> _Dataset entries_
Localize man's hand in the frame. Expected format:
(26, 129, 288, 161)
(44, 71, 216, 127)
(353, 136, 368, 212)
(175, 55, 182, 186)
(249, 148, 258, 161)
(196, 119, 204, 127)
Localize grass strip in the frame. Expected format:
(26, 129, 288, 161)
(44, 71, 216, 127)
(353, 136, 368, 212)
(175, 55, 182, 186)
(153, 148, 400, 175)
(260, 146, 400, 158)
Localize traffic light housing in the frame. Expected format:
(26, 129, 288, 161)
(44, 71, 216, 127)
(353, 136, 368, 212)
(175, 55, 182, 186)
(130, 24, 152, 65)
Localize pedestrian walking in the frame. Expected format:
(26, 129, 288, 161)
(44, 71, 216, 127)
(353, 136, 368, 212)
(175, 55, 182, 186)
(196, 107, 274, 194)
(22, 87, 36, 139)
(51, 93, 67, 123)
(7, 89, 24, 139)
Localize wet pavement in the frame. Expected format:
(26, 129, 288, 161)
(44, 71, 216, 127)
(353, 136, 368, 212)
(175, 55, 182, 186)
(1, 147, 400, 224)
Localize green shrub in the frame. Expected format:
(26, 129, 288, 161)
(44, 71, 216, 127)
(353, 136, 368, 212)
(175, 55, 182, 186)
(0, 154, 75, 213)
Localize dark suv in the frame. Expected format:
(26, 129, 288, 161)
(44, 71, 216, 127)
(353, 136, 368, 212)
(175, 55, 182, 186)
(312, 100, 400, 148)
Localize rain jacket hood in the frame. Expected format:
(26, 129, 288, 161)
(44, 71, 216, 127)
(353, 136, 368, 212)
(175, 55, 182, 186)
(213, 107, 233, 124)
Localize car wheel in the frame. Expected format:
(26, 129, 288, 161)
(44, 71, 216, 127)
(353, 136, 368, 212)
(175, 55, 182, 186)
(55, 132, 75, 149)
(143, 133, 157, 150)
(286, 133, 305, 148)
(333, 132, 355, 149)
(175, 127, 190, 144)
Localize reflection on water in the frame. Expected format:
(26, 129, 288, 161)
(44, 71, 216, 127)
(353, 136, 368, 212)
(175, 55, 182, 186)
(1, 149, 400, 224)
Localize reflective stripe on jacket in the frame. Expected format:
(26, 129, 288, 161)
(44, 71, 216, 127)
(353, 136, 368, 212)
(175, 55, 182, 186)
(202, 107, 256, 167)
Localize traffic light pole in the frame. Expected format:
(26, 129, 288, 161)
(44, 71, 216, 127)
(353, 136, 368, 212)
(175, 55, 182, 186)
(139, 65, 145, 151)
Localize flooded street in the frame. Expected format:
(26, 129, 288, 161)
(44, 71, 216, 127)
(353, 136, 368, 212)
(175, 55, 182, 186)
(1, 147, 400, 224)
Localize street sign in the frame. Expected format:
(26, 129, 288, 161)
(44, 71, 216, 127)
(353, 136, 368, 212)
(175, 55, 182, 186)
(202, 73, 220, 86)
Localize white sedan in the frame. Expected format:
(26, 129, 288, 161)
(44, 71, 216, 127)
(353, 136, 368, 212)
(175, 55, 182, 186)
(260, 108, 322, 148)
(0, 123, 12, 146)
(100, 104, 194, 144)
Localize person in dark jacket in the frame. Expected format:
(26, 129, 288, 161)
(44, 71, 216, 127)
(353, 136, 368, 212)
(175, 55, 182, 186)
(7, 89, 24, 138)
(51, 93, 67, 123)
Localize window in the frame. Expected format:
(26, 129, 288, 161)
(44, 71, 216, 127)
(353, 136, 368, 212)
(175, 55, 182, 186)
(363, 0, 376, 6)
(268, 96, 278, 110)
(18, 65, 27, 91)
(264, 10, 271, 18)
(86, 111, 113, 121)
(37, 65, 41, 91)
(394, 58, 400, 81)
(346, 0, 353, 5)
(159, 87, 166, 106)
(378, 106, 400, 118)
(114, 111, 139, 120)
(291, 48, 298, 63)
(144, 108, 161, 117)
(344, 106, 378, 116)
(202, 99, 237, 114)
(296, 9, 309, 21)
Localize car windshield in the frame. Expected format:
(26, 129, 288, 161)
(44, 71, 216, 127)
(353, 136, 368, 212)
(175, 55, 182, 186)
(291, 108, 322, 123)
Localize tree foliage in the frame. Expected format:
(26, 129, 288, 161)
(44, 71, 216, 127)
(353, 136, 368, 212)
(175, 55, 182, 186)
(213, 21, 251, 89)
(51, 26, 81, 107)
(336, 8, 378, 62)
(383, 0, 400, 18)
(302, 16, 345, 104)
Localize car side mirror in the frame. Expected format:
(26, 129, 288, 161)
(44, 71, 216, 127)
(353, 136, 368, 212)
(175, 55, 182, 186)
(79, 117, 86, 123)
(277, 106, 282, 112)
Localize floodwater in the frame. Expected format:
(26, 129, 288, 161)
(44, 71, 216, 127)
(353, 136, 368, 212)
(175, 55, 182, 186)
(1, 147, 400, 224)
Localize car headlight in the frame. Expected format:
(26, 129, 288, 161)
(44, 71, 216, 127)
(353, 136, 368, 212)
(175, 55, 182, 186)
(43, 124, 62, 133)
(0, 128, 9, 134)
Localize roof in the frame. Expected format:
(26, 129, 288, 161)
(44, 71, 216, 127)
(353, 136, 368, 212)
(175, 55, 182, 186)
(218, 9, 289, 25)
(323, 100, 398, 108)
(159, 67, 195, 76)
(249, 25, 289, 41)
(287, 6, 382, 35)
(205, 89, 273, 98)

> _WHAT IS REQUIRED_
Would you please reproduce all of the lines above exactly?

> _ANSWER TO THIS TASK_
Localize man's hand in the frame. Expected format:
(26, 129, 288, 161)
(44, 71, 216, 127)
(353, 136, 368, 212)
(175, 55, 182, 186)
(249, 148, 258, 161)
(196, 119, 204, 127)
Localize grass strip in the frame. Expected format:
(26, 129, 288, 161)
(44, 71, 216, 127)
(353, 136, 368, 212)
(175, 55, 182, 186)
(153, 148, 400, 175)
(260, 146, 400, 158)
Localize traffic light housing in the frame. Expected format:
(26, 129, 288, 161)
(44, 71, 216, 127)
(353, 136, 368, 212)
(175, 55, 182, 186)
(130, 24, 152, 65)
Localize pedestrian walking in the frame. Expected format:
(26, 129, 288, 161)
(44, 71, 216, 127)
(353, 136, 368, 212)
(175, 55, 182, 186)
(196, 107, 274, 194)
(22, 87, 36, 139)
(51, 93, 67, 123)
(7, 89, 24, 139)
Localize wet pavement in the frame. Expected format:
(26, 129, 288, 161)
(44, 71, 216, 127)
(353, 136, 368, 212)
(175, 55, 182, 186)
(1, 147, 400, 224)
Localize green shrub in the frame. Expected format:
(26, 129, 288, 161)
(44, 71, 216, 127)
(353, 136, 368, 212)
(175, 55, 182, 186)
(0, 154, 75, 213)
Localize dark suv in the frame. Expected format:
(26, 129, 288, 161)
(44, 71, 216, 127)
(353, 136, 368, 212)
(175, 55, 182, 186)
(312, 100, 400, 148)
Localize rain jacket hood in the frame. Expected format:
(26, 129, 288, 161)
(44, 71, 216, 127)
(353, 136, 368, 212)
(175, 55, 182, 186)
(213, 107, 233, 124)
Localize car wheel in the frame. Expected format:
(26, 129, 288, 161)
(44, 71, 216, 127)
(353, 136, 368, 212)
(175, 55, 182, 186)
(55, 132, 75, 149)
(143, 133, 157, 150)
(286, 133, 305, 148)
(333, 132, 355, 149)
(175, 127, 190, 144)
Localize reflection on water in the frame. Expected format:
(26, 129, 288, 161)
(44, 71, 216, 127)
(353, 136, 368, 212)
(175, 55, 182, 186)
(1, 149, 400, 224)
Localize reflective stripe on jacket in the frame. Expected format:
(26, 129, 288, 161)
(44, 71, 216, 127)
(353, 136, 368, 212)
(175, 55, 182, 186)
(202, 107, 256, 167)
Localize traffic light pole in the frame. Expected format:
(26, 129, 288, 161)
(44, 71, 216, 127)
(353, 136, 368, 212)
(175, 55, 182, 186)
(139, 65, 145, 151)
Localize flooded street in the frame. Expected format:
(26, 129, 288, 161)
(44, 71, 216, 127)
(353, 136, 368, 212)
(175, 55, 182, 186)
(1, 147, 400, 224)
Localize street sign in the frame. Expected format:
(26, 129, 288, 161)
(44, 71, 216, 127)
(353, 136, 368, 212)
(175, 55, 182, 186)
(202, 73, 220, 86)
Localize white sedan in the frame. Expected format:
(26, 129, 288, 161)
(44, 71, 216, 127)
(353, 136, 368, 212)
(175, 55, 182, 186)
(260, 108, 322, 148)
(0, 123, 12, 146)
(100, 104, 194, 144)
Localize person in dark jacket in the frame. Expected format:
(26, 129, 288, 161)
(44, 71, 216, 127)
(353, 136, 368, 212)
(175, 55, 182, 186)
(7, 89, 24, 138)
(51, 93, 67, 123)
Localize window in the frame. Expected format:
(26, 129, 288, 161)
(44, 71, 216, 127)
(353, 136, 368, 212)
(175, 55, 182, 186)
(363, 0, 376, 6)
(268, 96, 278, 110)
(18, 65, 27, 91)
(264, 10, 271, 18)
(86, 111, 113, 121)
(37, 65, 41, 91)
(394, 58, 400, 81)
(346, 0, 353, 5)
(159, 87, 166, 106)
(378, 106, 400, 118)
(114, 111, 139, 120)
(291, 48, 298, 63)
(144, 108, 161, 117)
(344, 106, 378, 116)
(202, 99, 237, 114)
(296, 9, 309, 21)
Localize car windshield in the frame. Expected format:
(26, 129, 288, 161)
(44, 71, 216, 127)
(353, 136, 368, 212)
(175, 55, 182, 186)
(291, 108, 322, 123)
Localize tree foliage in the frame. Expected format:
(26, 129, 288, 161)
(44, 71, 216, 127)
(353, 136, 368, 212)
(175, 55, 182, 186)
(213, 21, 251, 89)
(51, 26, 81, 107)
(336, 8, 378, 62)
(383, 0, 400, 18)
(302, 16, 345, 104)
Localize car side mirror in the frame. Expected format:
(26, 129, 288, 161)
(44, 71, 216, 127)
(353, 136, 368, 212)
(175, 55, 182, 186)
(79, 117, 86, 123)
(277, 106, 282, 112)
Localize floodwater in the frame. Expected format:
(26, 129, 288, 161)
(44, 71, 216, 127)
(353, 136, 368, 212)
(175, 55, 182, 186)
(1, 147, 400, 224)
Localize car headlight in the frame. Expected format:
(26, 129, 288, 161)
(44, 71, 216, 127)
(353, 136, 368, 212)
(175, 55, 182, 186)
(43, 124, 62, 133)
(0, 128, 9, 134)
Localize roof in the frame. Expected format:
(26, 129, 288, 161)
(44, 71, 216, 127)
(353, 136, 368, 212)
(175, 55, 182, 186)
(218, 9, 289, 25)
(323, 100, 398, 108)
(159, 67, 195, 76)
(249, 25, 289, 41)
(287, 6, 382, 35)
(205, 89, 273, 98)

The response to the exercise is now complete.